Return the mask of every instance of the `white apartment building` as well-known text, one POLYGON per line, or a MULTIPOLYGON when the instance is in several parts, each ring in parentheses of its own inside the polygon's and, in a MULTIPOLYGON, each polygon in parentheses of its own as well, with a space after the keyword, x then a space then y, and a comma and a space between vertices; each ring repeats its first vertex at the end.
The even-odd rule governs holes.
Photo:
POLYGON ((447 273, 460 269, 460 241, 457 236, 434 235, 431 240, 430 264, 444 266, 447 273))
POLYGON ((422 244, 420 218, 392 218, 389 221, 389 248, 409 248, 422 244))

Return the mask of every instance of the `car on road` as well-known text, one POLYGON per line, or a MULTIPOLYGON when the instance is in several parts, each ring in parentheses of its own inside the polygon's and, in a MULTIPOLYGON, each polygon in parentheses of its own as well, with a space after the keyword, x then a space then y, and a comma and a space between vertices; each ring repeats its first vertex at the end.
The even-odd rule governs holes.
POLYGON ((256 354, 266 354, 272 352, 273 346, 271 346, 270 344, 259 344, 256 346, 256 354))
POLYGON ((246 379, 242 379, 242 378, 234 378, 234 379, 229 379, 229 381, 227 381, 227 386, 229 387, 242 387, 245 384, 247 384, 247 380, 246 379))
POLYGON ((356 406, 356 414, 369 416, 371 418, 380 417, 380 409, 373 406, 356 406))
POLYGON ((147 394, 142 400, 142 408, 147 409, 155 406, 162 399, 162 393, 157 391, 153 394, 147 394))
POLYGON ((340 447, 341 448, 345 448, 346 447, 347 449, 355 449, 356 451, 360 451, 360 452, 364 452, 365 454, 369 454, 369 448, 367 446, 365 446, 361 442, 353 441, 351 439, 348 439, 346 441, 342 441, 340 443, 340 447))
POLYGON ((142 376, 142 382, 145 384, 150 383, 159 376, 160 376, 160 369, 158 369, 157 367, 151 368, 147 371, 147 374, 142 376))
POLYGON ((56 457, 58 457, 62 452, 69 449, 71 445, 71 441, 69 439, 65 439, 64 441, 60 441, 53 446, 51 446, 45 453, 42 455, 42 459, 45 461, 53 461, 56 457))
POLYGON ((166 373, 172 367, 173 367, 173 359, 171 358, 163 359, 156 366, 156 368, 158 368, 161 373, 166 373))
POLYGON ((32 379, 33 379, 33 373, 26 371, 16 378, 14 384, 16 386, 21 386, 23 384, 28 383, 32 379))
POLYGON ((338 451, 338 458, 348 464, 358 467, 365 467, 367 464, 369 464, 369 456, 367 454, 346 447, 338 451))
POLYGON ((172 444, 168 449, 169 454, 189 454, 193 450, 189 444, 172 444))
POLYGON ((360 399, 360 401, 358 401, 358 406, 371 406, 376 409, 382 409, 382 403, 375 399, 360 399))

■ What the exercise asks ■
Reproduce every line of the records above verbatim, keeping each character, space, and line in its original order.

■ Output for this task ■
Return the mask of every instance of the `white apartment building` as well-known text, one POLYGON per line, or a MULTIPOLYGON when the instance is in several parts, each ring in parentheses of its own inside the polygon's and, in a MULTIPOLYGON, each polygon in parentheses of its own as well, with a space after the keyword, x then a space then y, and a comma and a space between vertices; each ring repeats its first vertex at the end.
The even-odd rule governs holes.
Photo:
POLYGON ((447 273, 460 269, 460 241, 457 236, 434 235, 431 240, 430 264, 444 266, 447 273))
POLYGON ((422 244, 420 218, 392 218, 389 221, 389 248, 409 248, 422 244))

Return the mask of every instance of the `car on road` as well-known text, one POLYGON per line, or a MULTIPOLYGON when the instance is in several parts, each ring in parentheses of its own inside the polygon's and, in a MULTIPOLYGON, each polygon in parentheses of its own as well, with a space after the keyword, x then a space then y, and a comma and a space between vertices; each ring repeats its first vertex at the end.
The even-odd rule governs holes.
POLYGON ((256 354, 266 354, 272 352, 273 346, 271 346, 270 344, 259 344, 256 346, 256 354))
POLYGON ((246 379, 242 379, 242 378, 234 378, 234 379, 229 379, 229 381, 227 381, 227 386, 229 387, 242 387, 245 384, 247 384, 247 380, 246 379))
POLYGON ((356 406, 356 414, 369 416, 371 418, 380 417, 380 409, 373 406, 356 406))
POLYGON ((147 394, 142 400, 142 408, 147 409, 155 406, 162 399, 162 393, 157 391, 153 394, 147 394))
POLYGON ((340 447, 341 448, 345 448, 346 447, 347 449, 355 449, 356 451, 360 451, 360 452, 364 452, 365 454, 369 454, 369 448, 367 446, 365 446, 361 442, 353 441, 351 439, 348 439, 346 441, 342 441, 340 443, 340 447))
POLYGON ((142 376, 142 382, 145 384, 150 383, 159 376, 160 376, 160 369, 158 369, 157 367, 151 368, 147 371, 147 374, 142 376))
POLYGON ((56 457, 58 457, 62 452, 69 449, 71 445, 71 441, 69 439, 65 439, 64 441, 60 441, 53 446, 51 446, 45 453, 42 455, 42 459, 45 461, 53 461, 56 457))
POLYGON ((166 373, 172 367, 173 367, 173 359, 171 358, 163 359, 156 366, 156 368, 158 368, 161 373, 166 373))
POLYGON ((32 379, 33 379, 33 373, 26 371, 16 378, 14 384, 16 386, 21 386, 23 384, 28 383, 32 379))
POLYGON ((338 451, 338 458, 348 464, 358 467, 365 467, 367 464, 369 464, 369 456, 367 454, 346 447, 338 451))
POLYGON ((172 444, 168 449, 169 454, 189 454, 193 450, 189 444, 172 444))
POLYGON ((360 399, 360 401, 358 401, 358 406, 371 406, 376 409, 382 409, 382 403, 375 399, 360 399))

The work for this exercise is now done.